= Instructions to follow =
Write out the full listing again, exactly as it stands.

= Material for the task =
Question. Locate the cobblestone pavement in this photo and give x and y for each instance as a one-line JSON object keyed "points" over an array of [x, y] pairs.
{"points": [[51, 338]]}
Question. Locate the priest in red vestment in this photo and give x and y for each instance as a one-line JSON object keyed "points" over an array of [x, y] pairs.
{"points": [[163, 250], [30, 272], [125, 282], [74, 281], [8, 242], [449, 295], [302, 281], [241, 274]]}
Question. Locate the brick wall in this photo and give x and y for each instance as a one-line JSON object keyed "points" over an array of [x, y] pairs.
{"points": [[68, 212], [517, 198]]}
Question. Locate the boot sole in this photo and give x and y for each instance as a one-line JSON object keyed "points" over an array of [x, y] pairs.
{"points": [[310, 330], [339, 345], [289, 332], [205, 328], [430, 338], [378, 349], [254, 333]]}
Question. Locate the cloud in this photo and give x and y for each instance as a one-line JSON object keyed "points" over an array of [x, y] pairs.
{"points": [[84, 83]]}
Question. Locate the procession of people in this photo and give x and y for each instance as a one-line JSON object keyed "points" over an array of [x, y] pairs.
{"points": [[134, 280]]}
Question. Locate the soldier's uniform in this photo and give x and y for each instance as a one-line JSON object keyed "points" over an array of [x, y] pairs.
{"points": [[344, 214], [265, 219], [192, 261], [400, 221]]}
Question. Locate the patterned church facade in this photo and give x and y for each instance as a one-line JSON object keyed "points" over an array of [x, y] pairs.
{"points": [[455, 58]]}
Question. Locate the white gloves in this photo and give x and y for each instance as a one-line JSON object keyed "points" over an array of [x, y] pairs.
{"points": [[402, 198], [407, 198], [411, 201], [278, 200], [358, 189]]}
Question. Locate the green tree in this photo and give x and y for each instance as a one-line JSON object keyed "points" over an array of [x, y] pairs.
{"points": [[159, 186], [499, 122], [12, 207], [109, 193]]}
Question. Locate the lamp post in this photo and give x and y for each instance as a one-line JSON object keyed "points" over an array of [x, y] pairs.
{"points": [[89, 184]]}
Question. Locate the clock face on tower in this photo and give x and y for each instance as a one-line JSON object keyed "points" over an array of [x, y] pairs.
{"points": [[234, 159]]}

= Task answer =
Question. Locate the cobblestone pavement in this photo and give x and y for each instance as a one-line JSON object keyed "points" over an array of [x, y] pairs.
{"points": [[51, 338]]}
Question. Locate the priest in red vestment in this photo and give x and y for each instance as a one-line JSON object keyed "points" over an array of [x, y] pairs.
{"points": [[163, 250], [30, 272], [125, 282], [74, 281], [8, 242], [449, 295], [302, 281], [241, 274]]}
Question. Locate the brick wall in this photo and give x and y for each instance as a one-line JSON object keyed "points" over an array of [x, y] pairs.
{"points": [[68, 212], [517, 198]]}
Question. Locate the boot sole in this photo and give x and y for each instance as a one-line JSON object keyed "points" over an array of [x, y] pairs.
{"points": [[310, 330], [339, 345], [289, 332], [205, 328], [430, 338], [378, 349], [254, 333]]}
Question. Locate the cloud in this photo and give x and y for each instance as a one-line JSON object keyed "points" over an array of [x, y] pairs.
{"points": [[84, 83]]}
Question. Locate the procession of people in this photo and give x and y for each instance as a one-line JSON object keyed "points" over an array of [x, y] pairs.
{"points": [[134, 280]]}
Question. Locate the soldier's uniform in this photo and give x and y for each instance as a one-line JSON object keyed "points" over an array of [x, y] pairs.
{"points": [[344, 214], [265, 219], [192, 261], [400, 221]]}
Question. Locate the patterned church facade in this photo and give x and y for each instance as a one-line JSON object keyed "points" over an array of [x, y] pairs.
{"points": [[455, 58]]}
Question. Locate the white gloves in this photo and give x and y for each instance as a one-line JSON object keyed "points" over an array of [x, y] pairs.
{"points": [[402, 198], [407, 198], [411, 201], [278, 200], [358, 189]]}
Question. Locate the green tree in this photo and give x and y for each instance as a one-line JSON object keyed "points" over an array of [x, y] pairs.
{"points": [[159, 186], [499, 122], [12, 207], [109, 193]]}
Question. Locate the lamp post in this photo and give x and y for each instance as a one-line JSON object keyed "points" over an array of [x, y] pairs.
{"points": [[89, 184]]}
Question. Locate the clock face on tower in this photo and give x and y for each instance as a one-line JSON object keyed "points" over an array of [x, y] pairs.
{"points": [[234, 159]]}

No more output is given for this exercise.